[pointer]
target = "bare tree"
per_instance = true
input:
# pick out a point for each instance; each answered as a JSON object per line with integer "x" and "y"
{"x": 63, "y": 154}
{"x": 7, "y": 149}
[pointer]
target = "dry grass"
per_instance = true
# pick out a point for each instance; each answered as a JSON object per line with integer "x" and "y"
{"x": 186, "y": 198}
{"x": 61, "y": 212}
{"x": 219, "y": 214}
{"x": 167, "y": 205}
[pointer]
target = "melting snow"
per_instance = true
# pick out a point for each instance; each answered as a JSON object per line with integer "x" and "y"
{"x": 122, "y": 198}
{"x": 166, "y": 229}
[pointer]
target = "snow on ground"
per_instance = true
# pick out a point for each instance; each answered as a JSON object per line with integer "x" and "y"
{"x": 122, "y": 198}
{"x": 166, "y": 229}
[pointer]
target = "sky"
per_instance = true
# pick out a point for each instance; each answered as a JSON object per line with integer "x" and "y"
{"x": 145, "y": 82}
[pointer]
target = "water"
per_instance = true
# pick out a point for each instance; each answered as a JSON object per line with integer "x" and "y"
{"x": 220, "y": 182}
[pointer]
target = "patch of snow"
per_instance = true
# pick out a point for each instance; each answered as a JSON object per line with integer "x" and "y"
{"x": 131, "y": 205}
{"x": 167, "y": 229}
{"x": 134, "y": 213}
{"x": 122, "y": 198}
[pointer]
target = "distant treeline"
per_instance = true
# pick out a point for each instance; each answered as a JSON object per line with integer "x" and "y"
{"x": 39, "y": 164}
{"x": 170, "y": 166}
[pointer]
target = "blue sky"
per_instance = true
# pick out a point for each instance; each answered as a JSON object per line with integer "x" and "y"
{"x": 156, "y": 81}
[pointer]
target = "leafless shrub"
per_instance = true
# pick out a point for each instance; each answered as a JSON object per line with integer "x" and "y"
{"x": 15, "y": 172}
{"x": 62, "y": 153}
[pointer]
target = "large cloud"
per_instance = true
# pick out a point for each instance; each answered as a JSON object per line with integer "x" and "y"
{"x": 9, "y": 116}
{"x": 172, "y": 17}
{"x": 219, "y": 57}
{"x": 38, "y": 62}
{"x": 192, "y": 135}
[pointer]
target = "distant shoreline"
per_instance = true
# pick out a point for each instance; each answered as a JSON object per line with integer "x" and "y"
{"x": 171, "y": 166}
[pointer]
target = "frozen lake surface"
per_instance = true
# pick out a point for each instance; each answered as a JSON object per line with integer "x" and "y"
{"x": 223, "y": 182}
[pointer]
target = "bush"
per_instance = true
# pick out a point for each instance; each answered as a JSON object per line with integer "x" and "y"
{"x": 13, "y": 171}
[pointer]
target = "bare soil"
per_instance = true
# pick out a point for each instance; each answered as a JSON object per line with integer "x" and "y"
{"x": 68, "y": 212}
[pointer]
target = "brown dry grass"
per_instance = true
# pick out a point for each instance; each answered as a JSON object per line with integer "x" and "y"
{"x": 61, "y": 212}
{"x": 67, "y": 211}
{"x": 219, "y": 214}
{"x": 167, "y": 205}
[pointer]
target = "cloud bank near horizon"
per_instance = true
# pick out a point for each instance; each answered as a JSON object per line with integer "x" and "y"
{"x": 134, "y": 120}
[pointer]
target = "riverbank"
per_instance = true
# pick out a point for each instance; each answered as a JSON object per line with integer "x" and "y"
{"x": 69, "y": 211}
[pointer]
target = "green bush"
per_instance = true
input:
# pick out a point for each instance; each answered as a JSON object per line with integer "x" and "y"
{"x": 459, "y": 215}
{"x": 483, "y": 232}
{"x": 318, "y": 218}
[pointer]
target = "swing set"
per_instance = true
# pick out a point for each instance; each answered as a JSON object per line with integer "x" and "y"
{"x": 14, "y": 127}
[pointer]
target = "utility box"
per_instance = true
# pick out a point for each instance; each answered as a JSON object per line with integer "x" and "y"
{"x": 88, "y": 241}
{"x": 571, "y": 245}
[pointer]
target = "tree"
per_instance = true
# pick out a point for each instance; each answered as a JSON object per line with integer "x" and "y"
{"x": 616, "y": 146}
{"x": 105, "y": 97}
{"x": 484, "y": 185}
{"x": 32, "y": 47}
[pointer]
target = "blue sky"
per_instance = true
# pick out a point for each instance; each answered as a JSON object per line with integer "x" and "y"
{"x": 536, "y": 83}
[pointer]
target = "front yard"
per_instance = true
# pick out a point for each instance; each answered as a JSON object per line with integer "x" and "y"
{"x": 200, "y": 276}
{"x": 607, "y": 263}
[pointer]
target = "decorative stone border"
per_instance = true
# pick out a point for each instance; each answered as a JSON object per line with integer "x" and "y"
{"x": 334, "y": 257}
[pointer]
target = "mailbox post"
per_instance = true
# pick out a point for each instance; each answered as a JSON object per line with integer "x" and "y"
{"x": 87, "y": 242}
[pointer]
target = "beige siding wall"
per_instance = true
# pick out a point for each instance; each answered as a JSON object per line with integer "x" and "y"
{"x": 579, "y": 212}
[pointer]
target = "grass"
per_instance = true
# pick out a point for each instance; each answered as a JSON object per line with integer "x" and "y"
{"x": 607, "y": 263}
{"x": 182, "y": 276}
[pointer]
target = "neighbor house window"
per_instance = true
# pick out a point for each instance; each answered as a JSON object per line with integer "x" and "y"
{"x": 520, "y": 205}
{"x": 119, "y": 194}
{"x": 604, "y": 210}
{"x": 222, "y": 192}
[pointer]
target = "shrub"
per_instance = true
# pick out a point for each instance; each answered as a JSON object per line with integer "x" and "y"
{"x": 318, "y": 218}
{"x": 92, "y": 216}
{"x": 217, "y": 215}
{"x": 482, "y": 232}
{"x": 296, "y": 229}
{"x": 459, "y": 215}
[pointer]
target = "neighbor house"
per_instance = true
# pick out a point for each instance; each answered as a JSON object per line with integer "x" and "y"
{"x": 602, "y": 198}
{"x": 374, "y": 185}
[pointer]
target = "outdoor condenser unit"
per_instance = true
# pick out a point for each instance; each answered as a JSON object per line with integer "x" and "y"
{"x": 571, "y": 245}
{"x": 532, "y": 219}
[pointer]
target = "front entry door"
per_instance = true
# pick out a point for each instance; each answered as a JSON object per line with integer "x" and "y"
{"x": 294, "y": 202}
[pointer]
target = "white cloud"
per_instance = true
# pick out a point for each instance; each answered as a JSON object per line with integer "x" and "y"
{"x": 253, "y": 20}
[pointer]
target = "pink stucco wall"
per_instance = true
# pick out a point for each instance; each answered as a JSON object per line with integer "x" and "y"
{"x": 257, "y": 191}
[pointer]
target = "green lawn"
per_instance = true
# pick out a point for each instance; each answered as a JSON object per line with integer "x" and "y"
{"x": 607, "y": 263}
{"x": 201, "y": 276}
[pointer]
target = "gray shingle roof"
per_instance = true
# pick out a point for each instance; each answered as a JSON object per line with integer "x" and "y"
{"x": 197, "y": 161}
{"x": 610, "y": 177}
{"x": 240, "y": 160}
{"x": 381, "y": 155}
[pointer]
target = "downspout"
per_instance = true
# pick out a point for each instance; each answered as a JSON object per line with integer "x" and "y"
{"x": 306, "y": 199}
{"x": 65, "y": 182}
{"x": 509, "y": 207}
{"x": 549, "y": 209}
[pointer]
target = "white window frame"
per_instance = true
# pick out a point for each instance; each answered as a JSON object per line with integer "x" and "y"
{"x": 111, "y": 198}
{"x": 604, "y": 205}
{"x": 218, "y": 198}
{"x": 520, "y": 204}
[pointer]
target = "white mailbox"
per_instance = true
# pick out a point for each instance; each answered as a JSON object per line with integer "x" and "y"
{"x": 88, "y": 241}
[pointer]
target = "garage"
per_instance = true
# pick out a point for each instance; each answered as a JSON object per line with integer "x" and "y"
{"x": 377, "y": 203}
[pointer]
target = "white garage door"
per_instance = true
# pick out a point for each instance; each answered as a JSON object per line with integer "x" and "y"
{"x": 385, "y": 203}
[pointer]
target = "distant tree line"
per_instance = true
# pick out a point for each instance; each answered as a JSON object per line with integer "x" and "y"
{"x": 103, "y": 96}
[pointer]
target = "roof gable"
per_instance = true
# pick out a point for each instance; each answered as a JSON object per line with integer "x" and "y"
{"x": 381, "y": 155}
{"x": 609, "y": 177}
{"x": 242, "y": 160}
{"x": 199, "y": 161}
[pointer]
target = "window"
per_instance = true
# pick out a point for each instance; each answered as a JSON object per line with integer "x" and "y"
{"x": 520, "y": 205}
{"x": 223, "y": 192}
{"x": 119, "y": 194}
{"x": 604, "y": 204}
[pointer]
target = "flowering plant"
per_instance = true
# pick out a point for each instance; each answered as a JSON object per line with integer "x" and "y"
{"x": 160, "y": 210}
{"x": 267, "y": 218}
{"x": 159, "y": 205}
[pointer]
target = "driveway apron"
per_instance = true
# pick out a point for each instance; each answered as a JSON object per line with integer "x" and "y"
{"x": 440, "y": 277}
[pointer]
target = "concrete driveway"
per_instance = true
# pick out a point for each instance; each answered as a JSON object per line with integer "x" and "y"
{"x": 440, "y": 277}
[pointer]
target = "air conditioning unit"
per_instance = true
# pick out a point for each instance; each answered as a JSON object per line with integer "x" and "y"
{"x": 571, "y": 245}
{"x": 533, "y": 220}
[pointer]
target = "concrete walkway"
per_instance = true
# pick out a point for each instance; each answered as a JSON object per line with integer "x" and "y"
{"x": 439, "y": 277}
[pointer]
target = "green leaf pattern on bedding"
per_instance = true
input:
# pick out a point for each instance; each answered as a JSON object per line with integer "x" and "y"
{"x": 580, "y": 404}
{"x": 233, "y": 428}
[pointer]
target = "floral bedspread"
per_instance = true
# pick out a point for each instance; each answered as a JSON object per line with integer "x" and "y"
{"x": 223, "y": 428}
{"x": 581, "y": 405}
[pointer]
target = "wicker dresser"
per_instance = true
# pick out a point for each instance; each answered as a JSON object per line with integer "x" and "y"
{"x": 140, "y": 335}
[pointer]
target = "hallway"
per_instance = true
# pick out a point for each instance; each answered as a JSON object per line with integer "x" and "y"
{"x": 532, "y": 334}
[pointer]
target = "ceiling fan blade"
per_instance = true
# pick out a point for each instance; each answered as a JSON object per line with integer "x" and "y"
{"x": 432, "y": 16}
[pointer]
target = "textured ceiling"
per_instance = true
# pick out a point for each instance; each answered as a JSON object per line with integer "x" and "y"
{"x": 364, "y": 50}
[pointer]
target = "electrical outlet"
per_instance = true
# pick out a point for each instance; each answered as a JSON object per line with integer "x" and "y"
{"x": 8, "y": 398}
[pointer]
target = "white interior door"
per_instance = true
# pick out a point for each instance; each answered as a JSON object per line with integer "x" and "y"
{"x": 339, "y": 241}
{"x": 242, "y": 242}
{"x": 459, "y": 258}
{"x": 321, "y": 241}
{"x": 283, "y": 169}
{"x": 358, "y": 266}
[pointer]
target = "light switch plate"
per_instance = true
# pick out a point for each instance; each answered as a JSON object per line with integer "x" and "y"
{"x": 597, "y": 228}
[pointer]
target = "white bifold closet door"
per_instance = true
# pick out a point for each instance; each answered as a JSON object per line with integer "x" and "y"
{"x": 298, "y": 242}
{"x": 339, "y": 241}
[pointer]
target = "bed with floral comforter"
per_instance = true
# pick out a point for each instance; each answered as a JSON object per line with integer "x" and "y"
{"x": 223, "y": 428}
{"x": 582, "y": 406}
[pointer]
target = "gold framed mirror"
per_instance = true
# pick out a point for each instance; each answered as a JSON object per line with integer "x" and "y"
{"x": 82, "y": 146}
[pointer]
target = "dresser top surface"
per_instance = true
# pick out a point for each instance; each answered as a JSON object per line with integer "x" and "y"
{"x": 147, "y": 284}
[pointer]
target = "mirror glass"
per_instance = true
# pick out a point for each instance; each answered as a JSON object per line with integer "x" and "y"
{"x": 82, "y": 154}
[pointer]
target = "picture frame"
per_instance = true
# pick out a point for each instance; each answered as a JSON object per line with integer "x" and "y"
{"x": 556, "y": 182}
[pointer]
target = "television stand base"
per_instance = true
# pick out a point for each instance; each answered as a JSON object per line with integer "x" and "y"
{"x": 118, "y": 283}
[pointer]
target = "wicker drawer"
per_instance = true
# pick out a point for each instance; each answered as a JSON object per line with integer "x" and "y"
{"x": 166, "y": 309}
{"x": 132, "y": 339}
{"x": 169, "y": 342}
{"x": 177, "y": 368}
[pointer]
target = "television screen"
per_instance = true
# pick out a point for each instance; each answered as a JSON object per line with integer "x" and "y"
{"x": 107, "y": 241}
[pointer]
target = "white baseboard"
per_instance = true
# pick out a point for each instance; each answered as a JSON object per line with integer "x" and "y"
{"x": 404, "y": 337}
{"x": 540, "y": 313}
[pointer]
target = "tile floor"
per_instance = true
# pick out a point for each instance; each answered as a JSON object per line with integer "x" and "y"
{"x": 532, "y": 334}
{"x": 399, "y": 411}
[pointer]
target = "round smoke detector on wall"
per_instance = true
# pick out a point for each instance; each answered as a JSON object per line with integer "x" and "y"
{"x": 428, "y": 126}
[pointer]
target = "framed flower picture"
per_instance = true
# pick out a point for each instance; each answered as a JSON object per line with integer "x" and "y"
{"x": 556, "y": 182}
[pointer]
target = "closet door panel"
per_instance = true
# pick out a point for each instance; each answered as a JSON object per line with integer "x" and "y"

++++

● Given request
Report every line in the items above that contains the string "front", copying each line in full.

● Result of the task
target = "front yard"
target = "front entry door"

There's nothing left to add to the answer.